» PAGE TEXT
Module 2: Health Threats

The changing climate in British Columbia stands to impact patient health through an increase in zoonotic diseases, air pollution, and an increase in extreme weather events, including heat waves, droughts, wildfires, and flooding.

With many variables at play, it is difficult to predict the full scope of climate change’s impact on human health. To adapt to these changes, healthcare providers can take a proactive approach, and focus on adaptation strategies to the major threats impacting BC patients.  


1.

Zoonotic Diseases

2.

Air Pollution

3.

Extreme Weather


1: Zoonotic Diseases

Zoonoses are infectious diseases that are transmissible from vertebrate animals to humans under natural conditions, either directly or via insect vectors. Causal agents include viruses, bacteria, parasites, fungi and prions. Approximately 60% of all known infectious diseases are zoonotic. [2]

Largely, zoonotic infections can be divided into enteric (those that impact the gastrointestinal system), and non-enteric (those that do not).

Enteric Zoonoses

  • Examples of enteric zoonoses include Salmonellosis, Campylobacter, and Giardia.
  • These are often more common during the summer months. Increased temperature and flooding events are expected to contribute to changes in disease incidence in the future. Outbreaks of E. coli, Campylobacter, and Cryptosporidium have been linked to summer weather. Outbreaks of Vibrio parahaemolyticus in BC have been associated with above-average ocean temperature. [3]

Non-enteric Zoonoses

  • Examples includes vector-borne diseases (Lyme disease, west Nile virus), directly transmitted zoonoses (Brucellosis, rabies, influenza), and environmentally mediated (anthrax, leptospirosis). 
  • Vector-borne diseases (VBD) are those transmitted via vectors (mainly arthropods such as mosquitos, ticks and fleas), capable of transmitting infectious pathogens between hosts.
  • In this chapter, we will largely focus on VBD and climate change.

DIRECT IMPACTS

The changing climate creates environments more suitable for vector and pathogen development in a variety of ways:

  • Climate change & rising temperatures increase the development and reproduction of pathogens. This can be partially accounted for by the fact arthropod vectors are largely exothermic, meaning they rely on external temperature to regulate their internal conditions. In addition, the larval development stage generally requires increased humidity and temperature.
  • Biting rates of vectors tend to increase with increasing temperature (to an upper limit). [4,5]

INDIRECT IMPACTS

Climate change stands to impact the transmission of VBD by increasing the spread of infectious diseases, with population shifts and changes in land use creating increased opportunities for transmission.

» TASK PROMPT
According to the health threats module, approximately what share of all known infectious diseases are zoonotic?

» SUPPLIED MATERIAL

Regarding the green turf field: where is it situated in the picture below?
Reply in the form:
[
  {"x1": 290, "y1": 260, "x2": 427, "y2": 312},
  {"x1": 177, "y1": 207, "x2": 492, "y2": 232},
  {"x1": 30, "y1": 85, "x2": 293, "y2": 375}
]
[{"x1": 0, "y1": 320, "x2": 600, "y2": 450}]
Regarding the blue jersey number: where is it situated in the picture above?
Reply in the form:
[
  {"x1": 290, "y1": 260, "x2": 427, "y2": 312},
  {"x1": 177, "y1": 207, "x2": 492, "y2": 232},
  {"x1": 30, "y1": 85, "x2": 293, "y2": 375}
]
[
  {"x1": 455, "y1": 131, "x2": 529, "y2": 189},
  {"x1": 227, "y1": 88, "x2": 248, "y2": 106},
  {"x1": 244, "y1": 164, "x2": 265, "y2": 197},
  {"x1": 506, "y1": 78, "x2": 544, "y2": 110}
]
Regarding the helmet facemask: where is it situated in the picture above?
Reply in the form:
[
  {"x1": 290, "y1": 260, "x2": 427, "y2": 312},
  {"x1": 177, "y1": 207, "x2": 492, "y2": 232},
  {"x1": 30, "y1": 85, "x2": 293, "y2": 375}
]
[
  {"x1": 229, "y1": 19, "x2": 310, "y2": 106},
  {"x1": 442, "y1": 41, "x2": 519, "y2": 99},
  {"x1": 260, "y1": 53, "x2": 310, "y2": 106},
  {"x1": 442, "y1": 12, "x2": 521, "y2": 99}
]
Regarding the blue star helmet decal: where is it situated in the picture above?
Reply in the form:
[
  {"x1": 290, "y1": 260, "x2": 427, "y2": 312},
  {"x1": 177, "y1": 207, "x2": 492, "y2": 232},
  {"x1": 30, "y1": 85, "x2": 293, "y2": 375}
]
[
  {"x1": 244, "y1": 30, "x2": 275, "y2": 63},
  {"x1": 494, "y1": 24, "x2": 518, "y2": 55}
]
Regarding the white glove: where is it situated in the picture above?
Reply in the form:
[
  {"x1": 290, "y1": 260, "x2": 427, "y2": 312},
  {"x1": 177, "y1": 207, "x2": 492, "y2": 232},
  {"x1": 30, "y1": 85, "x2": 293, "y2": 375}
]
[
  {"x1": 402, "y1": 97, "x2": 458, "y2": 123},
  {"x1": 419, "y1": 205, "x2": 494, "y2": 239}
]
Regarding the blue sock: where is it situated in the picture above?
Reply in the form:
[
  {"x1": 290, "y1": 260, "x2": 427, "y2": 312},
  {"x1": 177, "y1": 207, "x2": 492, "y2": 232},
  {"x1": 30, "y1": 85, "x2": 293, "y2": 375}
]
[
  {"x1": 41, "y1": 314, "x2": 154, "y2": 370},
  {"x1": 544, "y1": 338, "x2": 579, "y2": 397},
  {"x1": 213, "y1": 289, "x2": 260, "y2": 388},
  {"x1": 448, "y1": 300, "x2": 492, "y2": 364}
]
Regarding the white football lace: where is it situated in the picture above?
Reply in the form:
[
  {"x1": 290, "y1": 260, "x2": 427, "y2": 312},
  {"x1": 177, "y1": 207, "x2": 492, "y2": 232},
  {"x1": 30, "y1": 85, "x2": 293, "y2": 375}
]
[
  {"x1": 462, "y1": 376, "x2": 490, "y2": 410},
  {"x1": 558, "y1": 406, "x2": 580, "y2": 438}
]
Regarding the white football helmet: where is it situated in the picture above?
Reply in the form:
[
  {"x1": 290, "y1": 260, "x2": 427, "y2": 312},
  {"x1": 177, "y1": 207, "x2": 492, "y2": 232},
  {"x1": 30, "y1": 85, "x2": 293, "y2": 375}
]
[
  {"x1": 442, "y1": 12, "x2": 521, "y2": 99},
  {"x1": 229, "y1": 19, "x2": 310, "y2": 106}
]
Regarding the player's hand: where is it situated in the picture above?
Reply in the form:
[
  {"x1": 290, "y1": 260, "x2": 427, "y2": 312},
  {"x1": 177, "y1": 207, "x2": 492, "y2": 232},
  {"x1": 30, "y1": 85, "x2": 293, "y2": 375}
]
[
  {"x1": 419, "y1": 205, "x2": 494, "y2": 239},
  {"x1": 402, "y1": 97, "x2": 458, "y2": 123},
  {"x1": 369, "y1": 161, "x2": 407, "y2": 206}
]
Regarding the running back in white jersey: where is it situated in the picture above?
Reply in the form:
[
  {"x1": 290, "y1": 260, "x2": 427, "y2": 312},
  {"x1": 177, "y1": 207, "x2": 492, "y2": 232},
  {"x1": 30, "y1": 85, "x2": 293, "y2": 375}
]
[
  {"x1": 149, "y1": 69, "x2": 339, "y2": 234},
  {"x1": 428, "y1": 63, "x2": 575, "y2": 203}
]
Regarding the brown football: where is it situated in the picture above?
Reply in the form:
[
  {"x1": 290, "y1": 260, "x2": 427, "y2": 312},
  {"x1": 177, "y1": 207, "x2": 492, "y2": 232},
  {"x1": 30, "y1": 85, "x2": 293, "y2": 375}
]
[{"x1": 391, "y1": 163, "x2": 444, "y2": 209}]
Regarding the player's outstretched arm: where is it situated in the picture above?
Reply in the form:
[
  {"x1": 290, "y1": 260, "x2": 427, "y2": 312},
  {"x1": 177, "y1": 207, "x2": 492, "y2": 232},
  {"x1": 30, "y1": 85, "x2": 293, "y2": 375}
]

» ANSWER SECTION
Approximately 60%.